# YOUR TASK
Set out every line of the material below as a numbered list, skipping any blank lines.

BEGIN GIVEN RECORDS

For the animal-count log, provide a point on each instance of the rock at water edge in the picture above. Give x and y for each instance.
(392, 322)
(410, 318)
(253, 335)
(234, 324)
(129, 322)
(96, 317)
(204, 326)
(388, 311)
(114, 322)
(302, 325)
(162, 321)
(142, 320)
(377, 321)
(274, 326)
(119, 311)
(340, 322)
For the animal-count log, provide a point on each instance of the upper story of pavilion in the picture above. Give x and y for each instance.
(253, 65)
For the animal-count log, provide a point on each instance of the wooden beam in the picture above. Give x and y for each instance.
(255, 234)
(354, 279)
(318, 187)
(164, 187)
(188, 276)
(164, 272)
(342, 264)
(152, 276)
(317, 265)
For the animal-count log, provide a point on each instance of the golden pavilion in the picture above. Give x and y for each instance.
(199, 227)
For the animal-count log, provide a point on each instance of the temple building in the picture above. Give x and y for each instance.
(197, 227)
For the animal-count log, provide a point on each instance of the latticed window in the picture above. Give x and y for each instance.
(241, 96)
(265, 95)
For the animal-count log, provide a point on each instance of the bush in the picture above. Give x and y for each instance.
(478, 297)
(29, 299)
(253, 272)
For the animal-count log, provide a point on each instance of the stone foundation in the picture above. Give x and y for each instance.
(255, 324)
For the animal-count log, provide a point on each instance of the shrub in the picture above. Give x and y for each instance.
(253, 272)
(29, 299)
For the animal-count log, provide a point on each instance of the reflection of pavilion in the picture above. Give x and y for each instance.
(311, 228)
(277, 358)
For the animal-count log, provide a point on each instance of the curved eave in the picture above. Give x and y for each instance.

END GIVEN RECORDS

# ANSWER TO THE TASK
1. For the animal-count log, provide a point on each instance of the rock at water edge in the picture above. Give x and y for each instance.
2. (392, 322)
3. (410, 318)
4. (253, 335)
5. (234, 324)
6. (129, 322)
7. (96, 317)
8. (204, 326)
9. (388, 311)
10. (114, 322)
11. (302, 325)
12. (162, 321)
13. (142, 320)
14. (377, 321)
15. (274, 326)
16. (119, 311)
17. (340, 322)
18. For the animal-count log, provide a point on each instance of the upper story of pavilion in the picture above. Give x and y for each instance.
19. (253, 65)
20. For the animal-count log, provide a point on each instance of the wooden beam in the picture above. Give x and y for each instance.
21. (255, 234)
22. (354, 279)
23. (318, 187)
24. (164, 187)
25. (188, 276)
26. (164, 272)
27. (342, 264)
28. (152, 276)
29. (317, 265)
30. For the animal-count log, provide a point on each instance of the golden pavilion in the picture above. Give x and y for each instance.
31. (199, 227)
32. For the animal-count log, provide a point on each instance of the temple building in the picture above. Give x and y for each instance.
33. (197, 227)
34. For the animal-count log, provide a point on each instance of the latticed window in the picture above. Give x and y for each instance.
35. (241, 96)
36. (265, 95)
37. For the animal-count log, provide a point on each instance of the bush in the picture above. Give x and y for each instance.
38. (478, 297)
39. (29, 299)
40. (253, 272)
41. For the animal-count log, provide a point on each instance of the stone foundation in the picture above. Give x and y for each instance.
42. (255, 324)
43. For the animal-count log, provide a point on each instance of the shrub in the picture above. Give x and y for each instance.
44. (253, 272)
45. (29, 299)
46. For the animal-count log, provide a point on each instance of the reflection of pavilion in the picture above. Give x and y for each instance.
47. (311, 228)
48. (277, 358)
49. For the animal-count log, provide a point on each instance of the curved eave in the picture above. Give x and y for each instance.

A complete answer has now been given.